- TEXTE DU DOCUMENT
==============================

On a beaucoup épilogué sur la crise ivoirienne attribuée, notamment, au concept de l’ivoirité et aux difficultés économiques que connaît le pays. En tant que philosophe et intellectuel, quelle lecture faites-vous de la situation ?

• Dans ce genre d’analyse, il faut éviter les causes uniques. Evidemment, cette crise a quelque chose à voir avec l’ivoirité et les problèmes économiques ; mais il ne faut pas oublier les aspects sociaux y compris la question de la terre. Tous les économistes vous diront que plus la terre se fait rare, plus les conflits sont susceptibles de germer. C’était le cas en Côte d’Ivoire depuis que les députés ont décidé, en 1997 ou 1998, de faire une nouvelle loi foncière.

La Côte d’Ivoire, qui était un pays où la force de travail de base était essentiellement constituée des bras des fils de la sous-région, n’avait plus un code de nationalité capable d’absorber progressivement les nouvelles générations ou, tout au moins, les fils des parents immigrés. La crise ivoirienne n’est donc pas seulement économique et sociale, elle est aussi socio-juridique. Il y a eu une mauvaise adaptation de ce que j’appellerais les superstructures juridiques avec la base économique.

Il y a également les causes politiques et politiciennes, en ce sens que cette crise a été aggravée par les querelles de succession liées à la mort de Félix Houphouët-Boigny. A cela, il faut ajouter le manque de sagesse des politiciens. Je rigole ces jours-ci parce qu’on vient de reporter pour la énième fois la date des élections.

==============================

- PARTIE DES DONNÉES
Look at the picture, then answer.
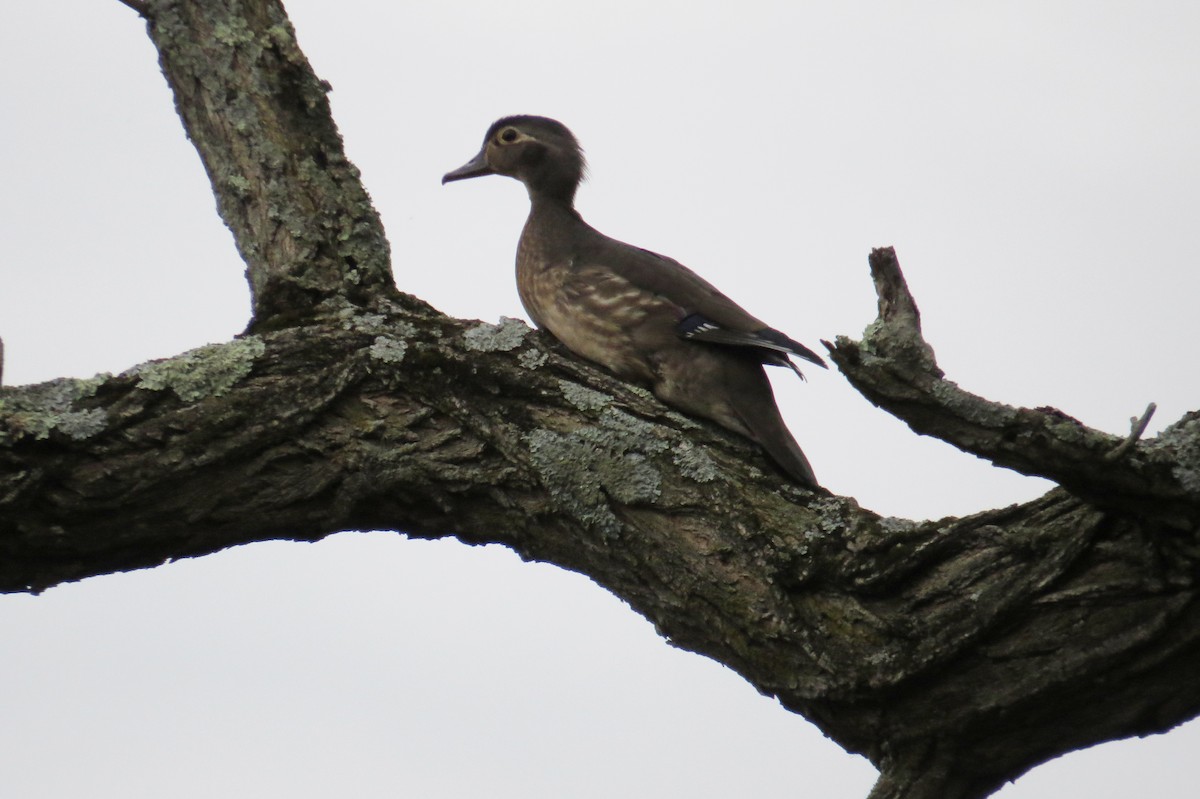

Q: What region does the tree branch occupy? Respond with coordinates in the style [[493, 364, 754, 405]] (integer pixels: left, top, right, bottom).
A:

==============================

- EXERCICES PROPOSÉS
1. Traduisez en anglais cette phrase tirée de l'entretien sur la crise ivoirienne : « Dans ce genre d’analyse, il faut éviter les causes uniques. »
2. Répondez à ces trois questions d'après l'entretien sur la crise ivoirienne :
(a) En quelle année les députés ont-ils décidé de faire une nouvelle loi foncière ?
(b) La mort de qui est liée aux querelles de succession ?
(c) Qu'est-ce qu'on vient de reporter pour la énième fois ?
3. Selon l'entretien sur la crise ivoirienne, pourquoi cette crise est-elle aussi socio-juridique ? Expliquez en une à trois phrases.

- RÉPONSES AUX EXERCICES
1. In this kind of analysis, one must avoid single causes.

2.
(a) En 1997 ou 1998.
(b) La mort de Félix Houphouët-Boigny.
(c) La date des élections.

3. En Côte d’Ivoire, la main-d’œuvre de base venait surtout des fils de la sous-région. Pourtant, le code de nationalité ne pouvait plus absorber peu à peu les nouvelles générations, ni même les enfants des parents immigrés. Les règles juridiques étaient donc mal adaptées à la base économique du pays.